(Extracted data entries)
——

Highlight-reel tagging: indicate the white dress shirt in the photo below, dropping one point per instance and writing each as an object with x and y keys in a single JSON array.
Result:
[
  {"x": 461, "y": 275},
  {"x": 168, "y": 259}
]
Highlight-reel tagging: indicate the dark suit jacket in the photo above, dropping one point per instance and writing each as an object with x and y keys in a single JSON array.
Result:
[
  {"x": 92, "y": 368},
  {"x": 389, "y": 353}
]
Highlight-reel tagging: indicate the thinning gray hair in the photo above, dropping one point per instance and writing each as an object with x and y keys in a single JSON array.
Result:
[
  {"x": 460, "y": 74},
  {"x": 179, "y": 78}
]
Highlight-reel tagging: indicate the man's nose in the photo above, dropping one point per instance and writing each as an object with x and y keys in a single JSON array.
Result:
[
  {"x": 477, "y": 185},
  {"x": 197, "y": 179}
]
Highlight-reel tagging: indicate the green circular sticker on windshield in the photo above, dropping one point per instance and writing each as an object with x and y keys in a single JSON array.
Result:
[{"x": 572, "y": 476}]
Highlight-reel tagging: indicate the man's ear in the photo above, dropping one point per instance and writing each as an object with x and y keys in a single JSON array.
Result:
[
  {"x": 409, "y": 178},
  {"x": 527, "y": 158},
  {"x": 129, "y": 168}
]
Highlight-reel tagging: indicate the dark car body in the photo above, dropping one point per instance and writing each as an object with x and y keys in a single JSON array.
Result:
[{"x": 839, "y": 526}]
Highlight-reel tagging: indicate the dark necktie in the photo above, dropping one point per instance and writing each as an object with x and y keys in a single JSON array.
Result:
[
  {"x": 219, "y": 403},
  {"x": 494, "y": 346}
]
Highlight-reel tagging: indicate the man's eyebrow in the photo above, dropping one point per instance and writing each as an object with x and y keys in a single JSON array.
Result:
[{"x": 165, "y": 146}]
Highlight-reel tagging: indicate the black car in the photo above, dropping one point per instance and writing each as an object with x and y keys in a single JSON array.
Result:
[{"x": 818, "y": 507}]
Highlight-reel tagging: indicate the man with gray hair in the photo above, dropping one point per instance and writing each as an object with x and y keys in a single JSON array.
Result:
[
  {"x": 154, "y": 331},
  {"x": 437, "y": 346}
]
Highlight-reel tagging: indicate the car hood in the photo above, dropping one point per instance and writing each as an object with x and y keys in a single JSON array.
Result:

——

_REQUIREMENT_
Extract the complete set of records unchanged.

_CORRECT RESPONSE_
Highlight-reel tagging: indicate the white dress shirt in the photo below, dropping one point per instance and writing each as an object with x and y keys in a single JSON array.
Result:
[
  {"x": 461, "y": 275},
  {"x": 168, "y": 259}
]
Highlight-reel tagging: indicate the dark suit jacket in the photo above, dropping one point per instance and writing each as an object with x and y keys in a single JSON array.
Result:
[
  {"x": 92, "y": 368},
  {"x": 389, "y": 353}
]
Highlight-reel tagging: indicate the thinning gray hair in the photo above, dropping one point per instance and writing each as an object with x and y keys in a single JSON array.
Result:
[
  {"x": 460, "y": 74},
  {"x": 179, "y": 78}
]
Highlight-reel tagging: indicate the man's nose in the photo above, dropping one point per instance and writing each as an object with x and y keys in a single JSON array.
Result:
[
  {"x": 477, "y": 185},
  {"x": 197, "y": 179}
]
Highlight-reel tagging: indicate the green circular sticker on windshield in the photo above, dropping one point per instance and writing each as an object with x and y keys in a single JSON array.
Result:
[{"x": 572, "y": 476}]
Highlight-reel tagging: indicate the man's ear in the photo above, dropping one point per instance and writing each as an object with x and y keys in a single JSON array.
Result:
[
  {"x": 409, "y": 178},
  {"x": 527, "y": 158},
  {"x": 129, "y": 168}
]
Highlight-reel tagging: indicate the dark car body in the photo above, dropping one point per instance and writing each as an object with x and y keys in a single JSON array.
Result:
[{"x": 839, "y": 526}]
Highlight-reel tagging: indicate the dark necktie in the photo above, dropping one point per instance and writing each as an object with x and y keys in a single JSON array.
Result:
[
  {"x": 219, "y": 403},
  {"x": 494, "y": 346}
]
Highlight-reel tagging: indicate the man's eyebrow in the photo above, dropping one point per instance and writing each as an object with x and y keys in a single JSON array.
Result:
[{"x": 165, "y": 146}]
Highlight-reel tagging: indicate the black car in the photo above, dropping one point per instance and writing each as an object with x and y keys in a single JSON array.
Result:
[{"x": 818, "y": 507}]
Highlight-reel tagging: indicate the man with gray hair in the photo above, dropping one point per instance and writing each as an object with x and y keys in a single JSON array.
Result:
[
  {"x": 154, "y": 331},
  {"x": 437, "y": 346}
]
Highlight-reel tagging: indicate the car hood in the photo above, dropping one point per instance and writing each as an object with x and y keys in a single JSON array.
Result:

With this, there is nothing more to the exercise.